▶ _Quoted passage_:
⁂

Non-Euclidean properties of spike train metric spaces

Quantifying the dissimilarity (or distance) between two sequences is essential to the study of action potential (spike) trains in neuroscience and genetic sequences in molecular biology. In neuroscience, traditional methods for sequence comparisons rely on techniques appropriate for multivariate data, which typically assume that the space of sequences is intrinsically Euclidean. More recently, metrics that do not make this assumption have been introduced for comparison of neural activity patterns. These metrics have a formal resemblance to those used in the comparison of genetic sequences. Yet the relationship between such metrics and the traditional Euclidean distances has remained unclear. We show, both analytically and computationally, that the geometries associated with metric spaces of event sequences are intrinsically non-Euclidean. Our results demonstrate that metric spaces enrich the study of neural activity patterns, since accounting for perceptual spaces requires a non-Euclidean geometry.

Neural coding of spatial phase in V1 of the macaque monkey

We examine the responses of single neurons and pairs of neurons, simultaneously recorded with a single tetrode in the primary visual cortex of the anesthetized macaque monkey, to transient presentations of stationary gratings of varying spatial phase. Such simultaneously recorded neurons tended to have similar tuning to the phase of the grating. To determine the response features that reliably discriminate these stimuli, we use the metric-space approach extended to pairs of neurons. We find that paying attention to the times of individual spikes, at a resolution of approximately 30 ms, and keeping track of which neuron fires which spike rather than just the summed local activity contribute substantially to phase coding. The contribution is both quantitative (increasing the fidelity of phase coding) and qualitative (enabling a 2-dimensional "response space" that corresponds to the spatial phase cycle). We use a novel approach, the extraction of "temporal profiles" from the metric space analysis, to interpret and compare temporal coding across neurons. Temporal profiles were remarkably consistent across a large subset of neurons. This consistency indicates that simple mechanisms (e.g., comparing the size of the transient and sustained components of the response) allow the temporal contribution to phase coding to be decoded.

⁂

▶ _Records_:
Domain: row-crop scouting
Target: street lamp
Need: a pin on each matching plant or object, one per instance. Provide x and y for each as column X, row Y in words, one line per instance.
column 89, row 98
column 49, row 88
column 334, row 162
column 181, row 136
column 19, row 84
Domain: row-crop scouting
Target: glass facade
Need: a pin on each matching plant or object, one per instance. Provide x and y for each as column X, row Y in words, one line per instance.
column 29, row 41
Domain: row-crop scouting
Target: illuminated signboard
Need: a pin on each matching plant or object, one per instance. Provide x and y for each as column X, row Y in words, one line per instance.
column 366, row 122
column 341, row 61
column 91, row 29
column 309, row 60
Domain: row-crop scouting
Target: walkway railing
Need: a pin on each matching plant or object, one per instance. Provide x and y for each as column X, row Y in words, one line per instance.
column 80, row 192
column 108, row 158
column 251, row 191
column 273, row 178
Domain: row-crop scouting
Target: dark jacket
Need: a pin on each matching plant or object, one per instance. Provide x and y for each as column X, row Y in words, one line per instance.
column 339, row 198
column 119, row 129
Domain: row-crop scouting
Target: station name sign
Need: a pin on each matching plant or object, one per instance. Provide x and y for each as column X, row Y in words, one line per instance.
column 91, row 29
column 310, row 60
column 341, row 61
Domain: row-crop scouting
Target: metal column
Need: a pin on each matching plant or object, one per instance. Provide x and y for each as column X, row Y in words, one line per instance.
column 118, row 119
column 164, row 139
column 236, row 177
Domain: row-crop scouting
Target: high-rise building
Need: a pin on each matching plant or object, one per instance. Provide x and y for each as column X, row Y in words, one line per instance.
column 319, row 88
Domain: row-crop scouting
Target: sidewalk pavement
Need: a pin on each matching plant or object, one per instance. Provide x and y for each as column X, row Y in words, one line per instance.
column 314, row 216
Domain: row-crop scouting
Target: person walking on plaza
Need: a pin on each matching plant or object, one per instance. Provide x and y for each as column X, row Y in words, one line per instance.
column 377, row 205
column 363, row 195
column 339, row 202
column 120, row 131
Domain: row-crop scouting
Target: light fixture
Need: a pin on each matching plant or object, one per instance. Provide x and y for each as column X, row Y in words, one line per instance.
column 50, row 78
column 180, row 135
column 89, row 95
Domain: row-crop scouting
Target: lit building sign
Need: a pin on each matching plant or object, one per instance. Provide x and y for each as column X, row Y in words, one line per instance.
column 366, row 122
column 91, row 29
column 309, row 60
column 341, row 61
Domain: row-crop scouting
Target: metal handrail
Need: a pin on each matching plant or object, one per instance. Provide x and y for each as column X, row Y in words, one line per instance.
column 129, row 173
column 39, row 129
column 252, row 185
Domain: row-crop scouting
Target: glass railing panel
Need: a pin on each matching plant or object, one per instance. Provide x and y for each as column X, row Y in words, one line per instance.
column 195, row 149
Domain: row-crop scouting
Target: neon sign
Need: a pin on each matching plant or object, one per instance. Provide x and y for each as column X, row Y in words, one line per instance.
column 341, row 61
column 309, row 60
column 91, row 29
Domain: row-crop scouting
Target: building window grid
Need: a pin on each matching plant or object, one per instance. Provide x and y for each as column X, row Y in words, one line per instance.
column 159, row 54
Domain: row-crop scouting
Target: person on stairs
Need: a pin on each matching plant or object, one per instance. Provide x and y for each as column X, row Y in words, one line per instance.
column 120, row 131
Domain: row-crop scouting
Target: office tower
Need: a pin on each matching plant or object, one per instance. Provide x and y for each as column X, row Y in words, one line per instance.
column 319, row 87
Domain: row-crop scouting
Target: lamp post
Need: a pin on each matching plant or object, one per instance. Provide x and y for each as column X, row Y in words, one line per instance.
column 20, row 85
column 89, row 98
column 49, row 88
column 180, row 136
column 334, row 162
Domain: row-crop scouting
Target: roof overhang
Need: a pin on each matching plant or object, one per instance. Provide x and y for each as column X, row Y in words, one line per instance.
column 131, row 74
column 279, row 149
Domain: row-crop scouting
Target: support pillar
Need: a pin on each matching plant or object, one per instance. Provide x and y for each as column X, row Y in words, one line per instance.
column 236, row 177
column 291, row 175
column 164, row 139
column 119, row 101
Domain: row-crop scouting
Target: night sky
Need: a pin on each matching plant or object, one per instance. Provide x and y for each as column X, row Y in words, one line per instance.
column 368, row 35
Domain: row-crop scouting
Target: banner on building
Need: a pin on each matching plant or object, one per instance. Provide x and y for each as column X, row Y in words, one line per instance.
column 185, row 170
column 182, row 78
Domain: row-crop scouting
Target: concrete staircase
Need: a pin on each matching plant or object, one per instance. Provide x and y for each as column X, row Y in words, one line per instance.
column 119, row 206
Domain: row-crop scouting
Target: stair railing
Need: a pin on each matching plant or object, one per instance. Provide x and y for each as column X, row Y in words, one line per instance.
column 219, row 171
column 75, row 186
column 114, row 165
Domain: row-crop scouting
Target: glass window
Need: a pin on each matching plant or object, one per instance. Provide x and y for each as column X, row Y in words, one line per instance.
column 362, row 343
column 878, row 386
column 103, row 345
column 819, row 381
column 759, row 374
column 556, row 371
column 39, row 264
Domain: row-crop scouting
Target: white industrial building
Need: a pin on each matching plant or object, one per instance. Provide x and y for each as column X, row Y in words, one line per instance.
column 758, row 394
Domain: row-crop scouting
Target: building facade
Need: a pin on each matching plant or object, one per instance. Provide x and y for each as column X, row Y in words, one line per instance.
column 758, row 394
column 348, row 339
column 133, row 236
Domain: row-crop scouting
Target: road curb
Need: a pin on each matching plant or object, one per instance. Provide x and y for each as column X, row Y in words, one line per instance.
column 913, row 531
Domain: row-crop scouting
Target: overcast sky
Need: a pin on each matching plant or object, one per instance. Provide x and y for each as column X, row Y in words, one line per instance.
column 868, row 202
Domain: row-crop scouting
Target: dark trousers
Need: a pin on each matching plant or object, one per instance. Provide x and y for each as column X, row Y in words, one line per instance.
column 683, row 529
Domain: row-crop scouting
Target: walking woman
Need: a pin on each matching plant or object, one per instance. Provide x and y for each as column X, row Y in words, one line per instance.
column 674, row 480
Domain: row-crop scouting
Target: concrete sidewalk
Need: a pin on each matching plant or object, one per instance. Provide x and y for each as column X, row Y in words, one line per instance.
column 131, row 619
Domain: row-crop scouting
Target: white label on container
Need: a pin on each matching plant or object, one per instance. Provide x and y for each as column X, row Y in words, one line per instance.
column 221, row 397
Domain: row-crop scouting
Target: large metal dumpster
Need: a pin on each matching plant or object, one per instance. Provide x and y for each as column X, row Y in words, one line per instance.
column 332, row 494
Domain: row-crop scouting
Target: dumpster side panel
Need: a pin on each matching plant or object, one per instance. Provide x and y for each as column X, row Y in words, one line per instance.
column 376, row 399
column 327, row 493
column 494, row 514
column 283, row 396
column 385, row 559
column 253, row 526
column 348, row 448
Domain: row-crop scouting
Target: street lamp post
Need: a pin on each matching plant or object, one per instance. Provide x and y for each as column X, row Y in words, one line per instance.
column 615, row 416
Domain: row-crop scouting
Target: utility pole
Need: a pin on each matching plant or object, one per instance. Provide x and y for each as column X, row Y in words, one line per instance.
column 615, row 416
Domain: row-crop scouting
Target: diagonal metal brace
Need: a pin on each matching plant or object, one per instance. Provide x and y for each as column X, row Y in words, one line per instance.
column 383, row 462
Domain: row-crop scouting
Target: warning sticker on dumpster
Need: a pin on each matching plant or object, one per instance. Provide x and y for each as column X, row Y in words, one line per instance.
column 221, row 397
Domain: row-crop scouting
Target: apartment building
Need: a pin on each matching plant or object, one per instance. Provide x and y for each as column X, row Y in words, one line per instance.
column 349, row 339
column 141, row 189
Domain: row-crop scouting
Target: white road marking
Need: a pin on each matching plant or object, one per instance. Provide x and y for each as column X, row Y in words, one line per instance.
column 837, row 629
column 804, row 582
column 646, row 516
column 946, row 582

⁂

▶ _Task instructions_:
**1.** According to the neuroscience abstracts, at roughly what temporal resolution do individual spike times contribute to phase coding?
**2.** Using the reasoning given in the neuroscience abstracts, explain why metric spaces are said to enrich the study of neural activity patterns.
**3.** Extend the neuroscience abstracts beyond their final sentence.
The rows were drawn from a source unrelated to the neuroscience abstracts.

▶ _Task answers_:
**1.** At a resolution of approximately 30 ms.

**2.** The geometries associated with metric spaces of event sequences are intrinsically non-Euclidean. Accounting for perceptual spaces requires a non-Euclidean geometry, so these metric spaces enrich the study of neural activity patterns.

**3.**
Fast algorithm for the metric-space analysis of simultaneous responses of multiple single neurons

Spike train metrics quantify the notion of dissimilarity, or distance, between spike trains and between multineuronal responses (J. Neurophysiol. 76 (1996) 1310, Network 8 (1997) 127). We present a new algorithm for the implementation of a metric based on the timing of individual spikes and on their neurons of origin. This algorithm surpasses the earlier approach in speed by a factor that grows exponentially with the number of neurons, substantially extending the applicability of metric space methods to the study of coding in larger neuronal populations.